Exercise passage:
What are your favorite moments from “Children of the Gods?” What were you glad to see changed in the Final Cut? Let us know in the comments below!
Are you able to share the full script online?
The full script isn’t mine to share, but I will say that it is readily findable on the Internet for those interested in reading the whole thing.
Re: Open the Gate: Are we watching the same episode? I have the original pilot on DVD, and the gate clearly and obviously closes once Apophis has arrived, and it remains off for the entire firefight. Then after we see the guards rushing to the gate room and we cut back to Apophis the gate is active again (just before, Apophis actually seems to gesture to his Jaffa to redial the gate). It’s an age old myth that Apophis steps “back” through the gate when wormholes are supposed to be one-way. In fact, it’s the Final Cut that does it… Read more »
You are extremely observant! Impressive…
I bet you could do very well on the crew of a TV series keeping them in check with such details. I can only imagine all the detailed knowledge about this franchise that you’ve collected.

Listed records:
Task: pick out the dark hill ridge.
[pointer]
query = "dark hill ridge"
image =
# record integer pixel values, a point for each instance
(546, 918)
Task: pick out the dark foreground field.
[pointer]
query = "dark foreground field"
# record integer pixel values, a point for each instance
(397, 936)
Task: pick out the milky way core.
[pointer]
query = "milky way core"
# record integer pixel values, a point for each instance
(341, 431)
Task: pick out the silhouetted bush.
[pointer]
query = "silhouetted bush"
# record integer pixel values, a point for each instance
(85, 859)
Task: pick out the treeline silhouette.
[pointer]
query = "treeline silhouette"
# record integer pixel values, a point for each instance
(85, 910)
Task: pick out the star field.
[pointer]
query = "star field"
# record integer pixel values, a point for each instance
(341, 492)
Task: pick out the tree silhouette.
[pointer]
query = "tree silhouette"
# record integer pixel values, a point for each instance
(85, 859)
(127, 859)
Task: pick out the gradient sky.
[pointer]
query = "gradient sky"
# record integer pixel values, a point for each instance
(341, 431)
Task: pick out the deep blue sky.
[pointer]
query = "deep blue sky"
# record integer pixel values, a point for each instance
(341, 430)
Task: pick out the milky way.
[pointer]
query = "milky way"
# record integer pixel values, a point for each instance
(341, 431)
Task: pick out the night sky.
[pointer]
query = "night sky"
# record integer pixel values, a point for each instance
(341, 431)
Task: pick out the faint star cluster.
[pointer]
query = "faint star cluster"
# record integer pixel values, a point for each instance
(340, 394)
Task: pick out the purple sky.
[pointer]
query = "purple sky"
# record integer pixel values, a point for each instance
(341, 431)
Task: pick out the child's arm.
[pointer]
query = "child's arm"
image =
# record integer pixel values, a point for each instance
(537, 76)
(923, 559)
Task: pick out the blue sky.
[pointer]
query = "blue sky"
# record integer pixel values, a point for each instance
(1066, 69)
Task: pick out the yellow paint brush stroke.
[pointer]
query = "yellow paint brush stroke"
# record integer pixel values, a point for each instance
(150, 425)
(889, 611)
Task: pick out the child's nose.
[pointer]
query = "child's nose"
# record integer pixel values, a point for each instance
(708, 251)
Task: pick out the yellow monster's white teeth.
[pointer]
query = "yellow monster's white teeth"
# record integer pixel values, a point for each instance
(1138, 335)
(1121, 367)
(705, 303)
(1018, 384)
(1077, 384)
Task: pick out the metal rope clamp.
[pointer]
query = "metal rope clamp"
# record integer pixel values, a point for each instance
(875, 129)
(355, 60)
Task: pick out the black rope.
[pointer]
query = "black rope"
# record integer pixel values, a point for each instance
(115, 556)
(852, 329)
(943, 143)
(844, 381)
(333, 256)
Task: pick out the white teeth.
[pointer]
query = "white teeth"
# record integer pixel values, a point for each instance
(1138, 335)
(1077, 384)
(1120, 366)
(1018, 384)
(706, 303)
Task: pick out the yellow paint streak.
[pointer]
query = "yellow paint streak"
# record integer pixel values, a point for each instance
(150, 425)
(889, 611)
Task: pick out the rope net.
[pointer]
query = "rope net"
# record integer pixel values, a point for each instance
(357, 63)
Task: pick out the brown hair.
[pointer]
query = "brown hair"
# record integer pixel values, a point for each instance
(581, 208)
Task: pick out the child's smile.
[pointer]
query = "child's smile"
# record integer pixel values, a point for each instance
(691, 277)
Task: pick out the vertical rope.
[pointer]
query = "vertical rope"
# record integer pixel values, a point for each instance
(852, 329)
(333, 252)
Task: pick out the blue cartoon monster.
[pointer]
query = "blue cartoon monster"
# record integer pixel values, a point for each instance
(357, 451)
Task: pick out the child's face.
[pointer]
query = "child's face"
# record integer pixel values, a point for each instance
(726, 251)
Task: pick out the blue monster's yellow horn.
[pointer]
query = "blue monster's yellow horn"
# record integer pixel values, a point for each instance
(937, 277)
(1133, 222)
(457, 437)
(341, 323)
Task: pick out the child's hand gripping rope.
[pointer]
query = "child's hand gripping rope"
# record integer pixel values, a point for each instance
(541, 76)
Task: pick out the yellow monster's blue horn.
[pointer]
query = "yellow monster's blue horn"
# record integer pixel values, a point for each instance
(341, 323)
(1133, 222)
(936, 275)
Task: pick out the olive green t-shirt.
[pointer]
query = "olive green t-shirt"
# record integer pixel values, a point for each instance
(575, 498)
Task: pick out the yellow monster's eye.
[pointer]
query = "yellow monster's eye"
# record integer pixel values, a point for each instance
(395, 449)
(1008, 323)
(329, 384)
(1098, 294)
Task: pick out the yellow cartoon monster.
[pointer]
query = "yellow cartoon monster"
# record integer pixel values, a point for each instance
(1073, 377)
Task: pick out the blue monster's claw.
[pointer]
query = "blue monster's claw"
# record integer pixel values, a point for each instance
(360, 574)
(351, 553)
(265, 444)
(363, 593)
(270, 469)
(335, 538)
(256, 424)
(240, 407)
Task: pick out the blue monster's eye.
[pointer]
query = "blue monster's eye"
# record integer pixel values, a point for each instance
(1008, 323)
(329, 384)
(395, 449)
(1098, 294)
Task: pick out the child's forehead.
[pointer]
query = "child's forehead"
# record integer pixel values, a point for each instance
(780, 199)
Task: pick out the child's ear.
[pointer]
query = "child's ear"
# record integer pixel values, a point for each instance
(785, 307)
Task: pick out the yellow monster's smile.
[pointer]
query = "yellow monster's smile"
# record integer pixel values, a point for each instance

Check your understanding:
(A) Copy the part of the comment thread about "Children of the Gods" that begins at the words "What are your" and stops after the words "the whole thing.".
(B) Sum up the comment thread about "Children of the Gods" in two sentences.
These lines have nothing to do with the comment thread.

Task results:
(A)
What are your favorite moments from “Children of the Gods?” What were you glad to see changed in the Final Cut? Let us know in the comments below!
Are you able to share the full script online?
The full script isn’t mine to share, but I will say that it is readily findable on the Internet for those interested in reading the whole thing.

(B) One commenter asks whether the full script can be shared, and the reply says it isn't theirs to share but is easy to find on the Internet. Another commenter, going by the original pilot on DVD, says the gate closes once Apophis arrives and is active again later, calls it a myth that Apophis steps back through the one-way gate, and says the Final Cut is what has him do it, which earns praise for being extremely observant.